Task objective
Lay out the lines of the material from the line with "Every instance of the gray knit sweater gets" to the line with "Please outline every instance of the gray", both included, as a JSON list of strings, one string per line, leaving out blank lines. Include no other lines.

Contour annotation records
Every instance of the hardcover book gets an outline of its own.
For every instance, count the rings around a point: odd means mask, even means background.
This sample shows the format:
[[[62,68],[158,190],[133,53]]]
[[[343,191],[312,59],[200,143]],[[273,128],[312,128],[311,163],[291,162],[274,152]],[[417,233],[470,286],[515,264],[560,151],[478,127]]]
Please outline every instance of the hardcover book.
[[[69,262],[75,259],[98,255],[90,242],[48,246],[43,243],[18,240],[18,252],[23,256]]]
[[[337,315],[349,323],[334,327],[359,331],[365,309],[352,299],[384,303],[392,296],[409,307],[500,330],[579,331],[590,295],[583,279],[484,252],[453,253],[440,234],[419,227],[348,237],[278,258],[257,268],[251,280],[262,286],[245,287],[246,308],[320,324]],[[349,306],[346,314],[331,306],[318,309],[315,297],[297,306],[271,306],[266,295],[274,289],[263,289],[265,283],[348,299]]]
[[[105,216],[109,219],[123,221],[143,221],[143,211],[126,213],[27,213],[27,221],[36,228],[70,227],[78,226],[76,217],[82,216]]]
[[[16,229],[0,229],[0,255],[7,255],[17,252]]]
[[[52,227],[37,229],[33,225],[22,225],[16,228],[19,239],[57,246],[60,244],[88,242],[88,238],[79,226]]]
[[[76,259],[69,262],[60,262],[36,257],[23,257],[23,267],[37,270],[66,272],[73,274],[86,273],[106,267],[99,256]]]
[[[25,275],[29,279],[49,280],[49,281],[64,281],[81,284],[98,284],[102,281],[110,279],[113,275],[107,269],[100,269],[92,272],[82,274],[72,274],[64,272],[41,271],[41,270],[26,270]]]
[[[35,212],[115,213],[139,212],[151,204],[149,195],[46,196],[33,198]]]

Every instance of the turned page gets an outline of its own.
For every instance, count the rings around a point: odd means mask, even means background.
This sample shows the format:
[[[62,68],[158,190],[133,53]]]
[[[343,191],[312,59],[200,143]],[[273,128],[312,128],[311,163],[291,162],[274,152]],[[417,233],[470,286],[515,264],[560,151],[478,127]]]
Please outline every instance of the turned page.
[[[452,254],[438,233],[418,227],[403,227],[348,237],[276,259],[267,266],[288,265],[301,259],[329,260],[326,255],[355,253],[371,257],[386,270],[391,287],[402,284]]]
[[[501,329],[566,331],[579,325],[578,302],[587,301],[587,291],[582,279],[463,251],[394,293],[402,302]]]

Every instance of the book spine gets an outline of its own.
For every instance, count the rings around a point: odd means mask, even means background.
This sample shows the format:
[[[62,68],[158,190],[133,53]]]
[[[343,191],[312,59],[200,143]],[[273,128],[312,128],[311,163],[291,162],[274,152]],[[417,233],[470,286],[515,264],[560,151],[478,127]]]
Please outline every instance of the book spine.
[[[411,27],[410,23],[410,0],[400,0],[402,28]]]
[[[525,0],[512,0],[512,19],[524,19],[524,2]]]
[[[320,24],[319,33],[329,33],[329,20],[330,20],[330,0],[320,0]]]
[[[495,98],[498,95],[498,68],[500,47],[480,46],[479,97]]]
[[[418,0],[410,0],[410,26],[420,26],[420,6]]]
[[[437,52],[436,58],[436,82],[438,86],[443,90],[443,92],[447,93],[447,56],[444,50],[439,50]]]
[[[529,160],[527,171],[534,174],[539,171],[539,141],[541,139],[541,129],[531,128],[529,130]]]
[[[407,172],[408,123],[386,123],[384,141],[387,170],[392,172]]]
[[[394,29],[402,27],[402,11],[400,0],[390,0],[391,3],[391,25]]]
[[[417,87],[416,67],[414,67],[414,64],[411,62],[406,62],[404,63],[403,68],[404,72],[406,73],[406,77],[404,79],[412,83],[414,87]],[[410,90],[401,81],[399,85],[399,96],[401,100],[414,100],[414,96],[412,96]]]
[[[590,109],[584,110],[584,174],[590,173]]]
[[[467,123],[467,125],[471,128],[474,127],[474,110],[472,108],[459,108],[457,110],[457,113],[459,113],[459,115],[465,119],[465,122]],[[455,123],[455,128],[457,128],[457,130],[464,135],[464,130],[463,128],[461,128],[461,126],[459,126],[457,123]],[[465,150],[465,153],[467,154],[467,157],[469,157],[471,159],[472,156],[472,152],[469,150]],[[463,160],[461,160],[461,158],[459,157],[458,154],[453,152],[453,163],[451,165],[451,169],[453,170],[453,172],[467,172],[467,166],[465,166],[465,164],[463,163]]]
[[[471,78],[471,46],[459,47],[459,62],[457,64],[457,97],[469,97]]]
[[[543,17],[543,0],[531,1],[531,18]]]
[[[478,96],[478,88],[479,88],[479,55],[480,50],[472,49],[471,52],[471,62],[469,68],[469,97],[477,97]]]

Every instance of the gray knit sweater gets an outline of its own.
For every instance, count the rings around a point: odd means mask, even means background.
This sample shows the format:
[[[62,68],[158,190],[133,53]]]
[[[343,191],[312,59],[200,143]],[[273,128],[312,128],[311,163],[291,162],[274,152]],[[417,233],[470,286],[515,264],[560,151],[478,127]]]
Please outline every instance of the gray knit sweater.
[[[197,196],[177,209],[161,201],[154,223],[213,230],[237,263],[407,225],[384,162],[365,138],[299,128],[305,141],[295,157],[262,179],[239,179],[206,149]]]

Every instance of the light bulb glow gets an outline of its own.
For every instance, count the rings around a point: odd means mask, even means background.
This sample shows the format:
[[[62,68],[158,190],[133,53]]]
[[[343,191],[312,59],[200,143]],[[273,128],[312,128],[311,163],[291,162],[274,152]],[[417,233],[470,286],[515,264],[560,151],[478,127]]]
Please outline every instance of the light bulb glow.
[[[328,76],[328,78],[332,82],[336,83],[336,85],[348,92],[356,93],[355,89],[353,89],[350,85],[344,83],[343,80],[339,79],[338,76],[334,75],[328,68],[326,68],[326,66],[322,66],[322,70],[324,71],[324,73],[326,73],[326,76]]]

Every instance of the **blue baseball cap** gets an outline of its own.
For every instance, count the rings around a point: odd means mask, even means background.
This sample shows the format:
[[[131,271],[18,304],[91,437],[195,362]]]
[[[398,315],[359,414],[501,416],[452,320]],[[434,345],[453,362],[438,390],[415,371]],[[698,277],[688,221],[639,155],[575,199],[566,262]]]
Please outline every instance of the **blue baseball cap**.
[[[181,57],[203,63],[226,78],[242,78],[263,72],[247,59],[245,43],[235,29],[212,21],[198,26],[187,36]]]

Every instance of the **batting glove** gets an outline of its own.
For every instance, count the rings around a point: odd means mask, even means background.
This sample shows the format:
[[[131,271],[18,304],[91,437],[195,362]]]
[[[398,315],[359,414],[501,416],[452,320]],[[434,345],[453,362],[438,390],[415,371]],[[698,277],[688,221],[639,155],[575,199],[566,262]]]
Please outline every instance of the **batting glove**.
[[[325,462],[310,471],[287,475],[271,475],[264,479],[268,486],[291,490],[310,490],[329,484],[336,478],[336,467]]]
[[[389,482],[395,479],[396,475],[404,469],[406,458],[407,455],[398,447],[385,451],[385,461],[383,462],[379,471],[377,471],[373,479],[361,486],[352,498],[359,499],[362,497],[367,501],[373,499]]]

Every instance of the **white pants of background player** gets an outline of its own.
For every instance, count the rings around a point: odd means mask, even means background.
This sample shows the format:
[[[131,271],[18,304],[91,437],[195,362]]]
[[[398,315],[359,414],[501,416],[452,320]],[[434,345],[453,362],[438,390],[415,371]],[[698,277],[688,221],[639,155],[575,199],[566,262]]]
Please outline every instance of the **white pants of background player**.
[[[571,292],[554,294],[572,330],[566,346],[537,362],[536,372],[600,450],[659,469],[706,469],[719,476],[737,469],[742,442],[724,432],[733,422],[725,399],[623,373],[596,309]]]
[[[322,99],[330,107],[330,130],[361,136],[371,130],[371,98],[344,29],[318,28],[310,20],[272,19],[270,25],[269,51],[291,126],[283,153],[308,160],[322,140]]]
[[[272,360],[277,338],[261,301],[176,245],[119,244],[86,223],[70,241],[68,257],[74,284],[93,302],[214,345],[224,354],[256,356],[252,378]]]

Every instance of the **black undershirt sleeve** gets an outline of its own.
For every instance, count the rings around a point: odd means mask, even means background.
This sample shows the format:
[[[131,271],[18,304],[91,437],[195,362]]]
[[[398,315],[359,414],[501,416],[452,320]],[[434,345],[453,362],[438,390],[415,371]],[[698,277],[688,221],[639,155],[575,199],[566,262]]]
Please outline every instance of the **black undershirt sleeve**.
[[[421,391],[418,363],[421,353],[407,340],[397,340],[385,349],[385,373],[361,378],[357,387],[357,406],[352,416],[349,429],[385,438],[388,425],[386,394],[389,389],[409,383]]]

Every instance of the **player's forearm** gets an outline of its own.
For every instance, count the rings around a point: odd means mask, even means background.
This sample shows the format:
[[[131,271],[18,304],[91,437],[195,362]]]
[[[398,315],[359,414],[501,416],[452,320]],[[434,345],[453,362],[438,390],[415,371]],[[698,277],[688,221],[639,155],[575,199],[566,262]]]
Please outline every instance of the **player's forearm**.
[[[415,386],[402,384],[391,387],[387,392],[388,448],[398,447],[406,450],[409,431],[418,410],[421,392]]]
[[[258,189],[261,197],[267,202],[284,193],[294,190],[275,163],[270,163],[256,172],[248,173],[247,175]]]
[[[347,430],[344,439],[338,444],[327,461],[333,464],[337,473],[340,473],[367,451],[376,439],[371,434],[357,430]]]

The solution
[
  "Every instance of the gray knit sweater gets an outline of its own.",
  "For every instance, count the rings around a point: odd means mask, even means background.",
  "This sample shows the format:",
  "[[[62,68],[158,190],[133,53]]]",
  "[[[343,191],[312,59],[200,143]],[[273,128],[312,128],[311,163],[291,162],[274,152]],[[417,233],[470,286],[515,264],[560,151],[478,127]]]",
  "Please outline every instance of the gray knit sweater."
]